- _Given request_
Change every instance of "pixel coordinates" to "image coordinates" in the entries below, leaving all other text unchanged, and omit the pictures from your answer.

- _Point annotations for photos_
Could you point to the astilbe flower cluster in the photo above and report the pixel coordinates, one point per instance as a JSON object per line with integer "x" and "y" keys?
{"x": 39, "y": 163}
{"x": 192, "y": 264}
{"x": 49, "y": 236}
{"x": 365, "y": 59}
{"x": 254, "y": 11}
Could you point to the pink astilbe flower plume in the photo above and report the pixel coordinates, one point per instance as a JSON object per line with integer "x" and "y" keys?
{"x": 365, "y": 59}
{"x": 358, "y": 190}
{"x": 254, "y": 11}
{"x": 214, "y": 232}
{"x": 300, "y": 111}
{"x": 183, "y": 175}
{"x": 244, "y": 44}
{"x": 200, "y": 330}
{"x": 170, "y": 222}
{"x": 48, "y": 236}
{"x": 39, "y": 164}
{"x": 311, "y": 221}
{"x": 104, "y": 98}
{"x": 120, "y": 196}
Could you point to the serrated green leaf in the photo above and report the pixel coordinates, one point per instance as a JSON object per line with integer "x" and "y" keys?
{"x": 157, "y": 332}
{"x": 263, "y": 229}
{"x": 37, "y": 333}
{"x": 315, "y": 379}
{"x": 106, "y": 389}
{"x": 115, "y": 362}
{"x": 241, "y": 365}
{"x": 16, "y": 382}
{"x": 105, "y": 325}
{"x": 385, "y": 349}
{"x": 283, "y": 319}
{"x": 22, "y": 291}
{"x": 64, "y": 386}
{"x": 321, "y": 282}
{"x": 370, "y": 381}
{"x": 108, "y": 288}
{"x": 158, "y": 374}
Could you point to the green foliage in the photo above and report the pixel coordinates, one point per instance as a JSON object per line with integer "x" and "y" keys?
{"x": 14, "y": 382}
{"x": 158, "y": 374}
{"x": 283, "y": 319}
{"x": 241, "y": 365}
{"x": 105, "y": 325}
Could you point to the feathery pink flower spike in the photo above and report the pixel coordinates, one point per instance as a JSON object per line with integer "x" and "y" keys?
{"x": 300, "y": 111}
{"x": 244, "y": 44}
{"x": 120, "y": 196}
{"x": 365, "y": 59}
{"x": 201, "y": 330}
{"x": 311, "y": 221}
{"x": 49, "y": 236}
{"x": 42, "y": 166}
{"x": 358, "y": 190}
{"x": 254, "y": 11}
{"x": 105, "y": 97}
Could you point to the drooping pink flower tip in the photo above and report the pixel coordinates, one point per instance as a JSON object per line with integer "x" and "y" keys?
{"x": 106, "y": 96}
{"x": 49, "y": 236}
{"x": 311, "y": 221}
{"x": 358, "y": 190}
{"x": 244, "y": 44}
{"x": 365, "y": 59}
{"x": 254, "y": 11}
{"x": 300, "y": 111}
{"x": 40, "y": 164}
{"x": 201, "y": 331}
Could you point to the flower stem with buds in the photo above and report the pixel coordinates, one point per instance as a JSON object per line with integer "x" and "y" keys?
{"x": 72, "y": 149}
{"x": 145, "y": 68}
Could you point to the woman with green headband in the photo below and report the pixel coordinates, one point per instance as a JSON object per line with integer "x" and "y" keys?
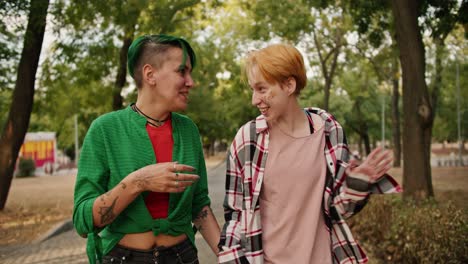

- _Exercise result_
Could you point to the astilbe flower cluster in the photo above and report the image coordinates, one point per instance as a JSON object per line with integer "x" and "y" keys?
{"x": 39, "y": 163}
{"x": 192, "y": 264}
{"x": 49, "y": 236}
{"x": 365, "y": 59}
{"x": 254, "y": 11}
Could you point to the pink astilbe flower plume in the photo above and report the image coordinates, one point per instance as a JSON object per line with integer "x" and "y" keys?
{"x": 365, "y": 59}
{"x": 358, "y": 190}
{"x": 254, "y": 11}
{"x": 214, "y": 232}
{"x": 300, "y": 111}
{"x": 183, "y": 175}
{"x": 244, "y": 44}
{"x": 200, "y": 330}
{"x": 170, "y": 222}
{"x": 48, "y": 236}
{"x": 39, "y": 164}
{"x": 311, "y": 221}
{"x": 104, "y": 98}
{"x": 120, "y": 196}
Could you point to the serrated green leaf in the photo above and report the image coordinates, one point per instance as a JSON object per line with integer "x" and "y" keys?
{"x": 157, "y": 332}
{"x": 263, "y": 229}
{"x": 37, "y": 333}
{"x": 315, "y": 379}
{"x": 106, "y": 389}
{"x": 115, "y": 362}
{"x": 241, "y": 365}
{"x": 16, "y": 382}
{"x": 105, "y": 325}
{"x": 385, "y": 349}
{"x": 283, "y": 319}
{"x": 22, "y": 291}
{"x": 64, "y": 386}
{"x": 321, "y": 282}
{"x": 370, "y": 381}
{"x": 108, "y": 288}
{"x": 158, "y": 374}
Could you point to the green foliage in the photo above and report the image coordinates, one point per instance as a JSON object per line with integer "x" and "y" keys?
{"x": 14, "y": 382}
{"x": 158, "y": 374}
{"x": 283, "y": 319}
{"x": 241, "y": 365}
{"x": 105, "y": 325}
Could you point to the feathery pink flower spike in the photo above and report the image coordinates, one point per instance as a JSON object per line with integer "x" and "y" keys?
{"x": 300, "y": 111}
{"x": 244, "y": 44}
{"x": 120, "y": 196}
{"x": 365, "y": 59}
{"x": 201, "y": 330}
{"x": 311, "y": 221}
{"x": 49, "y": 236}
{"x": 42, "y": 166}
{"x": 358, "y": 190}
{"x": 254, "y": 11}
{"x": 105, "y": 97}
Could you point to the drooping pink flower tip in the photo above and report the image coordinates, one point per instance as a JSON object per line with integer "x" and "y" keys?
{"x": 106, "y": 96}
{"x": 49, "y": 236}
{"x": 311, "y": 221}
{"x": 358, "y": 190}
{"x": 244, "y": 44}
{"x": 365, "y": 59}
{"x": 254, "y": 11}
{"x": 300, "y": 111}
{"x": 40, "y": 164}
{"x": 201, "y": 331}
Could you point to the flower stem with buds in the photo above and report the image coordinates, one point per instance as a JSON object per line with integer "x" and "y" keys?
{"x": 72, "y": 149}
{"x": 145, "y": 68}
Could you point to the woman with green headband in the photo below and report the image coordinates, one point per instance as a JSON object per line with integer "x" and "y" keys?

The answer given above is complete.